**DO THIS**
Copy out the records from the line containing "Indicate the transparent" through the end of the records, renaming "feeder" as "dispenser" wherever it occurs and leaving all else unchanged.

**SUPPLIED DATA**

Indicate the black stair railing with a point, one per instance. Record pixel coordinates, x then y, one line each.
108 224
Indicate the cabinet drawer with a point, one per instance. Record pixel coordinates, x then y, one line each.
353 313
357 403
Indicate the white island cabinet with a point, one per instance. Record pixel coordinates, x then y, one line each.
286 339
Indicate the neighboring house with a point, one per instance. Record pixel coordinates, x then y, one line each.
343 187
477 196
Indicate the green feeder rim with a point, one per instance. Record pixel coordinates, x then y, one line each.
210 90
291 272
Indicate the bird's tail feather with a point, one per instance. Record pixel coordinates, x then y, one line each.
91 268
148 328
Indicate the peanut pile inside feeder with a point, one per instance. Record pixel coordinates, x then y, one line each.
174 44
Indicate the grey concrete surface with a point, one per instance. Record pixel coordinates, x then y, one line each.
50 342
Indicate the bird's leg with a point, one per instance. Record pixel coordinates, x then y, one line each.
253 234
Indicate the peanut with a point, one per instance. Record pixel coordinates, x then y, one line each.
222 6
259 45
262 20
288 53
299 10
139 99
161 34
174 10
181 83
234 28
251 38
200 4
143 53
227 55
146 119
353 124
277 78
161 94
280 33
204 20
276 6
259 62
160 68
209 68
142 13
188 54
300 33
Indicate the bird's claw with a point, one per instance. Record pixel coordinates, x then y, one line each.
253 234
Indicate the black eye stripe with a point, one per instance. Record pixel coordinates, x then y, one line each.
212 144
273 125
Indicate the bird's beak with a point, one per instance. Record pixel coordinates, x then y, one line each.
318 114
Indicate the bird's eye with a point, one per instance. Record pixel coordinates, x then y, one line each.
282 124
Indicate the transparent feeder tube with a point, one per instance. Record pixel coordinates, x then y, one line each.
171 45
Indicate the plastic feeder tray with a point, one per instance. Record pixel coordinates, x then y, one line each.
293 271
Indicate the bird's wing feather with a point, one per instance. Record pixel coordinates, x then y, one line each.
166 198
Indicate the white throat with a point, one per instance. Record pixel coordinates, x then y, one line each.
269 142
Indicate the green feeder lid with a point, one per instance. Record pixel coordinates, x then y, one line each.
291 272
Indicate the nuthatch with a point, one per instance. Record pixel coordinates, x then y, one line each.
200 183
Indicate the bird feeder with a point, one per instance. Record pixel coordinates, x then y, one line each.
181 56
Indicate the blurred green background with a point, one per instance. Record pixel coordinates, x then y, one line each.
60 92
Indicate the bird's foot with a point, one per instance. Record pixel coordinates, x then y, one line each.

**OUTPUT FOR THIS TASK**
Indicate the transparent dispenser tube with a point, one per instance. Record pixel coordinates, x then y, one line each.
171 45
Indicate the plastic dispenser tray with a point, one per instance. Record pixel coordinates, x then y, one line each.
293 271
Indicate the bird's wing feather with a point, one per instance. Record pixel coordinates, x then y, one line each.
166 198
Indicate the white throat with a point, one per instance. Record pixel coordinates, x then y, one line each.
269 142
Indicate the green dispenser lid with a point, one per instance. Record pixel coordinates, x then y, one line each.
291 272
Indicate the nuthatch with a point, one per instance. Record pixel coordinates, x then y, one line each.
200 183
Indicate the bird dispenser with a point, one per instance. Record pixel coordinates, x then y, one line each.
181 56
Indicate the blurred green background with a point, one per instance. Record pixel coordinates, x then y, one line each.
60 92
Indicate the bird's foot with a point, one per instance. Record pixel coordinates, x then y, one line each.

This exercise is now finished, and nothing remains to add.